**Working data**.
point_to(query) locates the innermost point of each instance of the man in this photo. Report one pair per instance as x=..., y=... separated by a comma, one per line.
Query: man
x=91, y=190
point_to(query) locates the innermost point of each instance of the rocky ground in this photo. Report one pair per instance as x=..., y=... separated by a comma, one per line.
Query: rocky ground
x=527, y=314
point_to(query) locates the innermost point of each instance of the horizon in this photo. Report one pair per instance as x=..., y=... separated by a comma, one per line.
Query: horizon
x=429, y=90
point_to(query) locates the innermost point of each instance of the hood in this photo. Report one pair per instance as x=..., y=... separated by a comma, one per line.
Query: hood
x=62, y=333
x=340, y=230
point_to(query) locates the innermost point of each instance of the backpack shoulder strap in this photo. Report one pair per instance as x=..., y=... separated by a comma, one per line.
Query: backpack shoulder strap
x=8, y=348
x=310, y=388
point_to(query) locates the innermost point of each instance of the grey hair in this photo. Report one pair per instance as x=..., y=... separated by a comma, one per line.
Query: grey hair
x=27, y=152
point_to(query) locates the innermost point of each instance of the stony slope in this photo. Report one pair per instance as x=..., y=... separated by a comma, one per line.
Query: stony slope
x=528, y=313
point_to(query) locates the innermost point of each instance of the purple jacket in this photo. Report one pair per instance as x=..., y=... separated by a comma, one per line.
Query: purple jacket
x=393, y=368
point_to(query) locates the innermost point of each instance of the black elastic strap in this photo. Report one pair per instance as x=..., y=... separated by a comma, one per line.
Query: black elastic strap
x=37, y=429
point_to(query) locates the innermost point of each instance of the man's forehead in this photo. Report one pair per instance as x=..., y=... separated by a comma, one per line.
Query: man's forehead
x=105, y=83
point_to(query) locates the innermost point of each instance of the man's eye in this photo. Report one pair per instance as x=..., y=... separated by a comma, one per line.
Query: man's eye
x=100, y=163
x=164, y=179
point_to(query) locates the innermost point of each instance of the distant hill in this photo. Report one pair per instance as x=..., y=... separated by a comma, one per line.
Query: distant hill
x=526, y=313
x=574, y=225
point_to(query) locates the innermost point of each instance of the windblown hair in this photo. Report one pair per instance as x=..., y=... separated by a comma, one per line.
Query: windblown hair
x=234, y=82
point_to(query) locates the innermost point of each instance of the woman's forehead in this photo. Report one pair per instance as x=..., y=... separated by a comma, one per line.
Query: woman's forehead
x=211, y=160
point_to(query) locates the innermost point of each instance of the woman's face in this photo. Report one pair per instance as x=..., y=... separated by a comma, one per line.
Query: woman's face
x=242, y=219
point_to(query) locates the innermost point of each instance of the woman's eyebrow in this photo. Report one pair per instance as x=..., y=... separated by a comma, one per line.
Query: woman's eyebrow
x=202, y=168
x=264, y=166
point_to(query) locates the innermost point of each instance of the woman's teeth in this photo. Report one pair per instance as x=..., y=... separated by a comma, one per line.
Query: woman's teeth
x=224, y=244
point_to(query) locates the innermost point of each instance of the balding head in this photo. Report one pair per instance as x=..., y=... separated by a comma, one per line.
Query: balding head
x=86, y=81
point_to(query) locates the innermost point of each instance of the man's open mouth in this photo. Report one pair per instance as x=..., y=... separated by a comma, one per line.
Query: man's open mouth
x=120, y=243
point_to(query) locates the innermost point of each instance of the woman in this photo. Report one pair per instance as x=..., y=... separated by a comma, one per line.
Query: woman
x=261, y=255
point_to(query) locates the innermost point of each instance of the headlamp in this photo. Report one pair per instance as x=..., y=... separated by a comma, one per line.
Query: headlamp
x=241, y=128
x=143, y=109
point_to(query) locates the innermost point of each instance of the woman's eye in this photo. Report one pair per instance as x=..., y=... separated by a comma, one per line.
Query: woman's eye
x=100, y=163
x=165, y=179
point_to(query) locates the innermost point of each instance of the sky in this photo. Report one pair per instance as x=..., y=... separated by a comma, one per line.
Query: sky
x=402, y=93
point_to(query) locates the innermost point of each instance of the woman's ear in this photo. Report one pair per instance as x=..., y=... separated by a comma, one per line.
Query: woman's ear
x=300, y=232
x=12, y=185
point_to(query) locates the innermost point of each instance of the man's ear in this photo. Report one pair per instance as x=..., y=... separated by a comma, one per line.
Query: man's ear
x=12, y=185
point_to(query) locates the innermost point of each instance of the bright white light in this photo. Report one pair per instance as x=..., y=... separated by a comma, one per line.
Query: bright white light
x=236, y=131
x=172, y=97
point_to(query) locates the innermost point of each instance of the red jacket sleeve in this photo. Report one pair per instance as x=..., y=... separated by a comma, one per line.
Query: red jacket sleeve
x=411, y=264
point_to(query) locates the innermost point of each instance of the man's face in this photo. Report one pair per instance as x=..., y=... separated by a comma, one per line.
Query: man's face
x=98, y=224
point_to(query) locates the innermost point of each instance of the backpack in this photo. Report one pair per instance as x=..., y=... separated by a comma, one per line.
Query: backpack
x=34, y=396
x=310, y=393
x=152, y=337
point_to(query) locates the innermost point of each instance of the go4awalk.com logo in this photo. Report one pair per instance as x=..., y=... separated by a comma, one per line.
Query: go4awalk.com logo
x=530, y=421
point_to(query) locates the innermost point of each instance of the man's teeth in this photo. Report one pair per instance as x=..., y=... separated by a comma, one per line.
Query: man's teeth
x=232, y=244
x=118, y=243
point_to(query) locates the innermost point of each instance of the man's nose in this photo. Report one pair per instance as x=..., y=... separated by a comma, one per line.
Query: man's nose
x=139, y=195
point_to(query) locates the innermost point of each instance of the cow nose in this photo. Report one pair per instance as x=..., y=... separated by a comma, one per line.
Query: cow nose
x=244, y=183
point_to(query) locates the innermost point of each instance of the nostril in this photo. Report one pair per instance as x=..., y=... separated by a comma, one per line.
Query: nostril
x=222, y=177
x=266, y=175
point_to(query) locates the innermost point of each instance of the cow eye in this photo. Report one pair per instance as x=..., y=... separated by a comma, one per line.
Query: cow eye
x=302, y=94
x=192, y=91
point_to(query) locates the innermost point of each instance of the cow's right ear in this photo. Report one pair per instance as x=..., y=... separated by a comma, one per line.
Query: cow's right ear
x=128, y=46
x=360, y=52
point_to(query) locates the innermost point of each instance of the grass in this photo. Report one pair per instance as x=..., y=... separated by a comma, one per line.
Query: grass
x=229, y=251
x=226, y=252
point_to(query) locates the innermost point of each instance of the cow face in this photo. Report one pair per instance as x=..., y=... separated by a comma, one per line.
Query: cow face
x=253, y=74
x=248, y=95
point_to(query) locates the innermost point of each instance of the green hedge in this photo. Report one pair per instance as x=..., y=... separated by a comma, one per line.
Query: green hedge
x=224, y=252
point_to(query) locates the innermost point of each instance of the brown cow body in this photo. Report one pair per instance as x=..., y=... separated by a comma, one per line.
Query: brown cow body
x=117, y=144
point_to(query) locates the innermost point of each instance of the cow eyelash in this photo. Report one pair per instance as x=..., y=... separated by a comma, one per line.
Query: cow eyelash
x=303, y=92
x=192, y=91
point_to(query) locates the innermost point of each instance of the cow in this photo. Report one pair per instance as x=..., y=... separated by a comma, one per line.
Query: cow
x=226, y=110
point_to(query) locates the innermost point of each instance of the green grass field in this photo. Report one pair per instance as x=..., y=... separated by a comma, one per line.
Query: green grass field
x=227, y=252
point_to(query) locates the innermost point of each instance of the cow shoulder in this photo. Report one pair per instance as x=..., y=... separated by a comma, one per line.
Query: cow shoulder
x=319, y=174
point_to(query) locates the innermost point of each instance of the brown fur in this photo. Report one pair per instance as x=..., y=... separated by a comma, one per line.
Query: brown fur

**Required action**.
Print the material in full, exactly as written.

**Final answer**.
point_to(query) locates the innermost point of each instance of the man in this photo. Report one pair per instance as x=..., y=... separated by a comma, one per line.
Query: man
x=91, y=190
point_to(query) locates the innermost point of each instance of the rocky ground in this photo. Report one pair per instance as x=..., y=... separated by a comma, one per line.
Query: rocky ground
x=527, y=314
point_to(query) locates the innermost point of each instance of the horizon in this photo. Report one pair per instance as x=..., y=... separated by a comma, one per line.
Query: horizon
x=429, y=90
point_to(query) locates the innermost point of each instance of the hood in this photo. Report one pair per instance as x=..., y=... separated by a comma, one per line.
Query: hood
x=62, y=333
x=340, y=230
point_to(query) locates the innermost point of each instance of the backpack shoulder strap in this photo. Report one pair per instance as x=..., y=... separated by a comma, one per line.
Query: backpack shoulder strap
x=8, y=348
x=310, y=388
point_to(query) locates the innermost point of each instance of the grey hair in this photo. Report one pair per instance as x=..., y=... separated by a comma, one per line.
Query: grey hair
x=27, y=152
point_to(query) locates the innermost point of each instance of the stony slope in this photo. Report one pair per instance as x=..., y=... separated by a comma, one per line.
Query: stony slope
x=528, y=313
point_to(query) locates the innermost point of each instance of the purple jacket in this photo. Report one pair per instance as x=..., y=... separated by a comma, one per line.
Query: purple jacket
x=393, y=368
point_to(query) locates the innermost point of each instance of the black elastic strap in this photo. Report one pair per instance as x=..., y=... separated by a comma, one per line.
Query: black elastic strap
x=37, y=429
point_to(query) locates the innermost point of each instance of the man's forehead in this photo. Report one pair per instance as x=..., y=... separated by a comma, one per line.
Query: man's forehead
x=105, y=83
point_to(query) locates the innermost point of each instance of the man's eye in this photo. Report one pair per instance as x=..., y=... separated by a comma, one per line.
Query: man's eye
x=100, y=163
x=164, y=179
point_to(query) locates the innermost point of each instance of the distant hill in this photo. Report one pair per instance as x=..., y=... separated by a comma, one per line.
Query: distant hill
x=526, y=313
x=574, y=225
point_to(query) locates the innermost point of each instance of the windblown hair in this photo. Report one pair per instance as x=..., y=... separated by a comma, one per line.
Query: windblown hair
x=234, y=82
point_to(query) locates the innermost point of each instance of the woman's forehead in this photo. Report one pair per instance as x=..., y=... separated by a comma, one per line.
Query: woman's forehead
x=211, y=160
point_to(query) locates the innermost point of each instance of the woman's face in this photo. Report one pair per instance as x=..., y=... separated by a comma, one per line.
Query: woman's face
x=242, y=219
point_to(query) locates the innermost point of each instance of the woman's eyebrow in this photo. Report one pair per instance as x=..., y=... separated by a comma, one per line.
Query: woman's eyebrow
x=202, y=168
x=264, y=166
point_to(query) locates the innermost point of each instance of the woman's teeth in this photo. Report one pair per instance as x=..., y=... separated by a comma, one per line.
Query: woman's teeth
x=224, y=244
point_to(query) locates the innermost point of each instance of the balding head in this photo. Report one pair per instance as x=..., y=... separated by a comma, one per line.
Query: balding head
x=86, y=81
point_to(query) locates the innermost point of each instance of the man's open mouth in this photo. Report one pair per instance as x=..., y=... separated by a comma, one per line.
Query: man's open mouth
x=120, y=243
point_to(query) locates the innermost point of each instance of the woman in this photo. Report one pair per instance as x=..., y=... separated by a comma, one per line.
Query: woman
x=261, y=255
point_to(query) locates the innermost point of each instance of the headlamp in this photo. Report one pair per instance as x=..., y=... separated by a comma, one per line.
Query: headlamp
x=241, y=128
x=143, y=109
point_to(query) locates the innermost point of each instance of the woman's eye in this photo. Report one pair per instance as x=..., y=... separated by a comma, one per line.
Query: woman's eye
x=100, y=163
x=165, y=179
point_to(query) locates the innermost point of each instance of the sky in this photo. Report one pair per instance as x=..., y=... separated by a comma, one per line.
Query: sky
x=402, y=93
point_to(query) locates the innermost point of each instance of the woman's ear in this photo. Report one pair per instance as x=..., y=... separated by a comma, one per line.
Query: woman's ear
x=300, y=232
x=12, y=185
point_to(query) locates the innermost point of each instance of the man's ear in this photo. Report one pair per instance as x=..., y=... separated by a comma, one per line.
Query: man's ear
x=12, y=185
point_to(query) locates the innermost point of each instance of the bright white light in this photo. Report one pair per instance as x=..., y=... separated by a comma, one per line.
Query: bright white light
x=236, y=131
x=172, y=97
point_to(query) locates the innermost point of each instance of the red jacket sleeve in this photo. Report one pair per instance as x=..., y=... separated by a comma, one per line.
Query: red jacket sleeve
x=411, y=264
point_to(query) locates the innermost point of each instance of the man's face in this photo. Report one pair per instance as x=..., y=... separated by a comma, one per line.
Query: man's face
x=98, y=224
point_to(query) locates the innermost point of each instance of the backpack in this photo. Report one pair per instance as x=..., y=... separated by a comma, one per line.
Query: backpack
x=34, y=396
x=310, y=393
x=152, y=337
point_to(query) locates the innermost point of each instance of the go4awalk.com logo in this photo. Report one pair per instance as x=..., y=... separated by a comma, one per line.
Query: go4awalk.com logo
x=530, y=421
point_to(query) locates the innermost point of each instance of the man's teeth in this photo. Report one pair per instance as x=..., y=... separated by a comma, one per line.
Query: man's teeth
x=232, y=244
x=118, y=243
point_to(query) locates the innermost point of each instance of the man's nose in this photo. Report one pair per instance as x=..., y=... separated by a comma, one per line.
Query: man's nose
x=139, y=195
point_to(query) locates the innermost point of each instance of the cow nose in this photo. Report one pair per instance as x=..., y=... separated by a comma, one per line.
Query: cow nose
x=244, y=183
point_to(query) locates the innermost point of each instance of the nostril in this photo. Report one pair per instance as x=..., y=... separated by a comma, one per line.
Query: nostril
x=222, y=177
x=266, y=175
point_to(query) locates the innermost point of each instance of the cow eye in this photo. Report one pair per instance as x=..., y=... separated by a comma, one per line.
Query: cow eye
x=302, y=94
x=192, y=91
point_to(query) locates the innermost point of each instance of the cow's right ear in this photo. Report one pair per instance as x=..., y=... separated by a comma, one per line.
Query: cow's right ear
x=128, y=46
x=360, y=52
point_to(query) locates the innermost point of each instance of the grass in this photo. Report one pair per instance as x=..., y=... separated by a comma, one per line.
Query: grass
x=229, y=251
x=226, y=252
point_to(query) locates the innermost point of each instance of the cow face in this photo. Report one pair per instance as x=..., y=... separated by a comma, one per line.
Query: cow face
x=253, y=74
x=248, y=95
point_to(query) locates the innermost point of each instance of the green hedge in this photo. Report one pair per instance as x=..., y=... separated by a comma, one per line.
Query: green hedge
x=224, y=252
point_to(query) locates the innermost point of each instance of the brown cow body in this photo. Report one pair per instance as x=..., y=... separated by a comma, one per line.
Query: brown cow body
x=117, y=144
point_to(query) locates the innermost point of each instance of the cow eyelash in this photo. Report one pair per instance as x=..., y=... separated by a comma, one per line.
Query: cow eyelash
x=303, y=92
x=192, y=91
point_to(query) locates the innermost point of each instance of the cow in this photo. Report one pair per instance as x=..., y=... separated by a comma, one per line.
Query: cow
x=226, y=110
point_to(query) locates the innermost point of each instance of the green grass field in this photo. Report one pair per instance as x=..., y=... separated by a comma, one per line.
Query: green grass field
x=227, y=252
point_to(query) locates the innermost point of each instance of the cow shoulder in this photo. Report one pair per instance as x=..., y=... separated by a comma, one per line.
Query: cow shoulder
x=319, y=174
point_to(query) locates the innermost point of each instance of the brown fur in this photo. Report one pair per instance as x=..., y=... separated by a comma, one per line.
Query: brown fur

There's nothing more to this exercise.